Bounding-box records
□ □ □ □ □ □ □

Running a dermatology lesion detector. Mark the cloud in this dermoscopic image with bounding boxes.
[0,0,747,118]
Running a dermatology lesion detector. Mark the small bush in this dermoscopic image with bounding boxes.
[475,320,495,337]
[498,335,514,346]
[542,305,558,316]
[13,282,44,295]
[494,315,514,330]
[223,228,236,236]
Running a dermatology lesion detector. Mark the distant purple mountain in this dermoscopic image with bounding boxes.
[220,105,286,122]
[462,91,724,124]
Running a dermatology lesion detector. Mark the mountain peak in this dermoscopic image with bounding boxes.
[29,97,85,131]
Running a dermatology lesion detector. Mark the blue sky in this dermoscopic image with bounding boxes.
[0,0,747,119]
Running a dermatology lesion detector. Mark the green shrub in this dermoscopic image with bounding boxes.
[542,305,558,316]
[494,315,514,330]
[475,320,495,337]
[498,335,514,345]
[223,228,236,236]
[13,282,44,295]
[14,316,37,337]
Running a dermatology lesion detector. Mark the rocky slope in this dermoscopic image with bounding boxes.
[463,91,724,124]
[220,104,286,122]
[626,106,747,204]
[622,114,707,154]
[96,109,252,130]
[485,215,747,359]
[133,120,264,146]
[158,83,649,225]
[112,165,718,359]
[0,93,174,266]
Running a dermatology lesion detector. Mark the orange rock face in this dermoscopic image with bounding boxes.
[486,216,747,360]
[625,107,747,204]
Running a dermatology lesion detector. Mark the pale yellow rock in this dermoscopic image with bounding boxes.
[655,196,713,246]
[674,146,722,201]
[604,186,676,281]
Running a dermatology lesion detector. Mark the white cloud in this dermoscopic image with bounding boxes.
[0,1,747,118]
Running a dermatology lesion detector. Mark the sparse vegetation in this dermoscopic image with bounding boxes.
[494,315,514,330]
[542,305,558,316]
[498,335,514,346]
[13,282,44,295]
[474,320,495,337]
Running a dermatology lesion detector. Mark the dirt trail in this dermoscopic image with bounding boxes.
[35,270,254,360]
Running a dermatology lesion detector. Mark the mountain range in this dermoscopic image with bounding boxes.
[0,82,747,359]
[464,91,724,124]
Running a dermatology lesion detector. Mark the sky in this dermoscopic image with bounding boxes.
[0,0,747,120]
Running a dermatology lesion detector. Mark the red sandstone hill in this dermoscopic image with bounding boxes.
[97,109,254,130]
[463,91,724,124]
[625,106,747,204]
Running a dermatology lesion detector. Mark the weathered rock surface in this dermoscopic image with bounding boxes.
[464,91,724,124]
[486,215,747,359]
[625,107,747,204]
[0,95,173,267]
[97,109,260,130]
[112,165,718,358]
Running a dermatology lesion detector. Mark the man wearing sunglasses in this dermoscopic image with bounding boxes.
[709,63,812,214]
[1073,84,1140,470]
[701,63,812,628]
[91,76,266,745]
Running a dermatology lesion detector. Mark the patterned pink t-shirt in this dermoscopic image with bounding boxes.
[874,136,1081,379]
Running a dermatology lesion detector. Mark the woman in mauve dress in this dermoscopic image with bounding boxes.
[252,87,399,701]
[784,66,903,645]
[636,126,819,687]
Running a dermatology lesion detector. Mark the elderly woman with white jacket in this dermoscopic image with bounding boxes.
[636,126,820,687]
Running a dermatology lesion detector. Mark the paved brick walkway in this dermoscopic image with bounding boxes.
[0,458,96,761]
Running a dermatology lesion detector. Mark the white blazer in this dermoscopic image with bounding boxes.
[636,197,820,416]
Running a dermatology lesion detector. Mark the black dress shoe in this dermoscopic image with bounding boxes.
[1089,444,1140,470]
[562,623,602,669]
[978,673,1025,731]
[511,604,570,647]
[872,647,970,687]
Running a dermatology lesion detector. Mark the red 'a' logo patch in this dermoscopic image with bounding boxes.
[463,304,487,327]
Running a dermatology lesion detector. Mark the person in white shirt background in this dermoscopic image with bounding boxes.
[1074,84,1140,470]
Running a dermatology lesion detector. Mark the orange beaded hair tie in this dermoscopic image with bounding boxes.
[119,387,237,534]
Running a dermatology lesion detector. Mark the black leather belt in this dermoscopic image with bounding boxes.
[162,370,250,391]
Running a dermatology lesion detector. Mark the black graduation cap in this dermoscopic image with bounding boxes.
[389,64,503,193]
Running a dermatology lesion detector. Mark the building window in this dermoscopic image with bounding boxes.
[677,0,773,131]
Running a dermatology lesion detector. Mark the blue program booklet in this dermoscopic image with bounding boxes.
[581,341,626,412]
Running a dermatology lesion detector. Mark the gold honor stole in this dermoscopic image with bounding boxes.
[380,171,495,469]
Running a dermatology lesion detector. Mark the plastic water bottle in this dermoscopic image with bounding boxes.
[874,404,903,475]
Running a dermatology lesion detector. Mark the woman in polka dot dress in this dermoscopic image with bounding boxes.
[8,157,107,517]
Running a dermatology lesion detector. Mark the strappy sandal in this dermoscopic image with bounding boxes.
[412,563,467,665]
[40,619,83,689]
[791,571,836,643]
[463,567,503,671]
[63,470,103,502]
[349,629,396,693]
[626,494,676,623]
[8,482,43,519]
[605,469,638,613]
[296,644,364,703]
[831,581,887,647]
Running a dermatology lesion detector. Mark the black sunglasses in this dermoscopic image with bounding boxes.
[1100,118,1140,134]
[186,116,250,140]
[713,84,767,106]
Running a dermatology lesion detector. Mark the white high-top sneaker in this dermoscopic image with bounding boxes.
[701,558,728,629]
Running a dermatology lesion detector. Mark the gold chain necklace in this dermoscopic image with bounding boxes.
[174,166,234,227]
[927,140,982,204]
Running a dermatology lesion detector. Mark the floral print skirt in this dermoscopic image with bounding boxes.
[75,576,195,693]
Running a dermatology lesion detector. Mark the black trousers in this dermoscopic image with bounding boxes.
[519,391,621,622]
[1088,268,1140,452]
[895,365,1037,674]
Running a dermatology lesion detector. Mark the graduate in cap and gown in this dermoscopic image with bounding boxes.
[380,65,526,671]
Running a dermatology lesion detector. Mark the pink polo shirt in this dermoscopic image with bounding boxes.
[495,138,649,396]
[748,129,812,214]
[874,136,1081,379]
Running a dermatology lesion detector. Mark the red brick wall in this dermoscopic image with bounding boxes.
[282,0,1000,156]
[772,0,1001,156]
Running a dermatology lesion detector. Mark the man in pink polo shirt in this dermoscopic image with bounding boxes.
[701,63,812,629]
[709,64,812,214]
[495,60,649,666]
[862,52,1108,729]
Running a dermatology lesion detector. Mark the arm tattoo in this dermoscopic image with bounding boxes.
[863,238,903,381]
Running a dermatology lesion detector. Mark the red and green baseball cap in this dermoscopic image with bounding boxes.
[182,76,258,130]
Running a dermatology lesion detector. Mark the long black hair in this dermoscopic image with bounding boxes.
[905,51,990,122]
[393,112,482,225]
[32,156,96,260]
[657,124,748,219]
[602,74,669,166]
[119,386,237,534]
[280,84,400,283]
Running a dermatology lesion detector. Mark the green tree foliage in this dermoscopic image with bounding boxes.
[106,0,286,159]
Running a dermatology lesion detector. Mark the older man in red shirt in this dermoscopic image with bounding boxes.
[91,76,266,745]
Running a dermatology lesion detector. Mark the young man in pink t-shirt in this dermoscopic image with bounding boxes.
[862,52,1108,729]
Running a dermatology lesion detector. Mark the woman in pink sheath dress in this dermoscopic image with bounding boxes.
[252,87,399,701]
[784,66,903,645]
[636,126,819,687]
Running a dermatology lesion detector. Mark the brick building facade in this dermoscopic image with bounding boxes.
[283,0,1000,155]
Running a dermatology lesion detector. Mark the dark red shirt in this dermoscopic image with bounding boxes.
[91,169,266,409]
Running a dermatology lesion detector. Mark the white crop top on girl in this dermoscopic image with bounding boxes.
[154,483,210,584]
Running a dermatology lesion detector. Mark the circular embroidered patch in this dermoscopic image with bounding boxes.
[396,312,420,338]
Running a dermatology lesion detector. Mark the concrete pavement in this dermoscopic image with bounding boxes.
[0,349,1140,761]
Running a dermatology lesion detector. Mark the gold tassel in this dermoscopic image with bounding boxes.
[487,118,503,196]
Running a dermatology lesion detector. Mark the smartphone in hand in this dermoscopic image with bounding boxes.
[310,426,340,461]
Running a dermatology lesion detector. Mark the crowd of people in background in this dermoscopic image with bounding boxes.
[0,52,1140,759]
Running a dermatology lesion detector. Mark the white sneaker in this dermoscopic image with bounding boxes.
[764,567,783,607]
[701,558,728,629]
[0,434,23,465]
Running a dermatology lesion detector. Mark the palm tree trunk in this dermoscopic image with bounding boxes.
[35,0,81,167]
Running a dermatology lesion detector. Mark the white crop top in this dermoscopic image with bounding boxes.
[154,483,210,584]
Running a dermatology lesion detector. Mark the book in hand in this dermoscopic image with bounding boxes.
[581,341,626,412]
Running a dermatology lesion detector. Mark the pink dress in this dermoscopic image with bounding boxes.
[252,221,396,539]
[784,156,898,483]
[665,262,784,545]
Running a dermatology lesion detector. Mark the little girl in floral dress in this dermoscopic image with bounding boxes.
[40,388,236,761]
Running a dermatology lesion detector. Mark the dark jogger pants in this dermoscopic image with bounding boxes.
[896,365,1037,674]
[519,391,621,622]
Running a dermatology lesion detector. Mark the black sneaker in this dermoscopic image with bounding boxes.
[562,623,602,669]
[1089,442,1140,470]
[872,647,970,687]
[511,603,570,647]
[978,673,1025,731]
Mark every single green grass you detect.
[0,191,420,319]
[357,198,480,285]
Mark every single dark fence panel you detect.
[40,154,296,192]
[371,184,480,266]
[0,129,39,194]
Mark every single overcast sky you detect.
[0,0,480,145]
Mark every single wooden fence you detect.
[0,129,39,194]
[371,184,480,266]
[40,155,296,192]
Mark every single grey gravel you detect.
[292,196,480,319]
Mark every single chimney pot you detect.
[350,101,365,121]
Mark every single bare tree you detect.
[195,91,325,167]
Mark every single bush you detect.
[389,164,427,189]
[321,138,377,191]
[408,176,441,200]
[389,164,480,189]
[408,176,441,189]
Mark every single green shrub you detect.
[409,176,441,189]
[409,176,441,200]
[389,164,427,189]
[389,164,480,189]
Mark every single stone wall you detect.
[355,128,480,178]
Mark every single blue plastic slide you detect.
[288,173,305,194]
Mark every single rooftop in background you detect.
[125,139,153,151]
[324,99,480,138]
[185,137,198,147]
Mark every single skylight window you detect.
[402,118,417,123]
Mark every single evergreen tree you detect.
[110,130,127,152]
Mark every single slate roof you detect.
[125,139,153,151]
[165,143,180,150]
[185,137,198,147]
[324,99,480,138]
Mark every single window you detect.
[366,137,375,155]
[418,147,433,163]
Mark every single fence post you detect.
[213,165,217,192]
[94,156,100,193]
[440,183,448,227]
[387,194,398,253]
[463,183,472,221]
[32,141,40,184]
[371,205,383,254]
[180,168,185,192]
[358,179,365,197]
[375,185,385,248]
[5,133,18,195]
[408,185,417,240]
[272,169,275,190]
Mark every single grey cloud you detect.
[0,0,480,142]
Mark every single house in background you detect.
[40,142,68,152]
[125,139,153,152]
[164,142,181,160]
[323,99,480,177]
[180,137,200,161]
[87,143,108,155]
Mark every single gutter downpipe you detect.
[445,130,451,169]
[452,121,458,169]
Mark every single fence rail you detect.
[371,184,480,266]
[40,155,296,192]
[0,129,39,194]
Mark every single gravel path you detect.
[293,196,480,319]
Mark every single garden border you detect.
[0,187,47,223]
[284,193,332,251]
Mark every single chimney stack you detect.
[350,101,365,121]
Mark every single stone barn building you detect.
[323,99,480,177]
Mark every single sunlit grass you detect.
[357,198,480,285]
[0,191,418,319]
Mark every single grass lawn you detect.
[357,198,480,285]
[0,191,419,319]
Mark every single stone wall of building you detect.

□ □ □ □ □ □ □

* [Prompt]
Copy out the material word for word, from its first line through the line holding "[0,0,747,119]", including both.

* [The output]
Running a dermatology lesion detector. Mark the cloud in this dermoscopic image with bounding boxes.
[0,0,747,118]
Running a dermatology lesion detector. Mark the small bush in this dermoscopic image with bounding boxes.
[475,320,495,337]
[498,335,514,346]
[542,305,558,316]
[13,282,44,295]
[494,315,514,330]
[223,228,236,236]
Running a dermatology lesion detector. Mark the distant purple mountain in this dermoscopic image with bounding boxes.
[220,105,286,122]
[462,91,724,124]
Running a dermatology lesion detector. Mark the mountain peak in this dermoscopic image with bounding boxes.
[29,97,85,131]
Running a dermatology lesion detector. Mark the blue sky in this dermoscopic image with bounding boxes.
[0,0,747,119]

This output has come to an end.